- PASSAGE -
▬▬▬
Atlanta Jewish Times Editor Michael Jacobs is on his second stint leading the AJT's editorial operations. He previously served as managing editor from 2005 to 2008.

Holocaust stories with happy endings aren’t common, and those that try to find some ray of hope usually fail in the effort. “Fever at Dawn” is the rare exception.

It’s a lightly fictionalized version of how Hungarian first-time novelist Péter Gárdos’ Holocaust survivor parents met and fell love — inspired by his discovery after his father’s death half a century later that they had kept their love letters all those years.

Miklós and Lili grew up in the same part of Hungary and — in parallel, without ever meeting — were rounded up as young adults and sent to the Nazi camps in 1944. Both managed to hang on and were liberated in 1945 at the hospital at Bergen-Belsen, then sent to recover after the war in different parts of Sweden, where Gárdos tells his tale.
▬▬▬
(Data excerpts)
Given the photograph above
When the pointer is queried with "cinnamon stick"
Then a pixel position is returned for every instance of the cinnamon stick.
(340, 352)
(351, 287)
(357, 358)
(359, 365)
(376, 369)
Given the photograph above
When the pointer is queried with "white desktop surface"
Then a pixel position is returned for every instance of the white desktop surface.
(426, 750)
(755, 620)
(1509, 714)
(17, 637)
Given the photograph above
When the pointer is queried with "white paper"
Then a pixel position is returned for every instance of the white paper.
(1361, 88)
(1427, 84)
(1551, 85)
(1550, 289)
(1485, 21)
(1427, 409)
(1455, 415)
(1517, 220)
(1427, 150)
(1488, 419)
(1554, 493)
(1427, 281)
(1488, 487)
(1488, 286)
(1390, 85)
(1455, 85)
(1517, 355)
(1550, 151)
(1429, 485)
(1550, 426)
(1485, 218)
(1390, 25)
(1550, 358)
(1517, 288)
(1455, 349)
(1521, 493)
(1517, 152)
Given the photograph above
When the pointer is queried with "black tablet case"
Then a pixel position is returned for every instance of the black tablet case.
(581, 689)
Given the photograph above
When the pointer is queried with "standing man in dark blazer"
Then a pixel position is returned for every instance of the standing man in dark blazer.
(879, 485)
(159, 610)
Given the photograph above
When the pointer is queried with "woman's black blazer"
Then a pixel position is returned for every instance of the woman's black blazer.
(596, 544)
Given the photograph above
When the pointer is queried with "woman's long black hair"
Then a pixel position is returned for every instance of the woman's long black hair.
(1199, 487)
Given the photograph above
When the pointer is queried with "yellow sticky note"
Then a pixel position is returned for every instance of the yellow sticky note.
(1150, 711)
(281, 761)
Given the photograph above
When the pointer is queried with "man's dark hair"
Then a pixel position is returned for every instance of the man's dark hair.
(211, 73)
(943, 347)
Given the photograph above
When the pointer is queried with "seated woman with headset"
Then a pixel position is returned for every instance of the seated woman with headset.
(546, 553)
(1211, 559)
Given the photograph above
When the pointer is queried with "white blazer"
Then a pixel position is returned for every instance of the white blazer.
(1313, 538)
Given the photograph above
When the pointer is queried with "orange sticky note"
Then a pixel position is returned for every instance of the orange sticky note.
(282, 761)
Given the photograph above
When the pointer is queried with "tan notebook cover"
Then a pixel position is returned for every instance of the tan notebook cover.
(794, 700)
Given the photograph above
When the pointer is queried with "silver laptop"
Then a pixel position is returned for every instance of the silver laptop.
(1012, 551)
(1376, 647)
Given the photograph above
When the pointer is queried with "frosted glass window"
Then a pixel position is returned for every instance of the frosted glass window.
▬▬▬
- YOUR TASKS -
**1.** According to the book review, what led Péter Gárdos to write "Fever at Dawn"? Answer in one to three sentences.
**2.** Write the next part of the book review about "Fever at Dawn," beginning after its last sentence.

- WRITTEN ANSWERS -
**1.** After his father died half a century later, Gárdos discovered that his parents had kept their love letters all those years. That discovery inspired him to write a lightly fictionalized version of how they met and fell in love.

**2.**
Miklós has tuberculosis, and his Swedish doctor, who speaks broken Hungarian because he has a Hungarian wife, tells him has no more than seven months to live. Miklós, however, is an optimist and knows the diagnosis must be wrong.

He procures the names of 117 young refugee women from the area of his native Debrecen and writes a letter to each of them, happy to find some friends and hoping to find a wife.

One of the 18 women who reply is Lili, who is suffering her own postwar ills, though nothing expected to be permanent. She doesn’t plan to answer Miklós, but during a period confined to a hospital bed, she has nothing better to do.

Gárdos weaves a half-year of their correspondence through the story of how they each deal with the bureaucracy of Sweden, the Red Cross, and the distant, newly socialist homeland they plan to return to.

Obstacles naturally arise, from Miklós’ terminal illness to the bitter Swedish winter and from a jealous friend of Lili’s to her flirtation with Catholicism, all while they support each other from a distance amid the emotions of the search for surviving relatives in Hungary.

Gárdos, a filmmaker who released a movie version of the story in December, four months before the book arrived in the United States, has a wonderful, straightforward prose style. Translator Elizabeth Szász deserves credit for capturing his subtleties in English, particularly the struggles the characters have communicating through Swedish, Hungarian and German.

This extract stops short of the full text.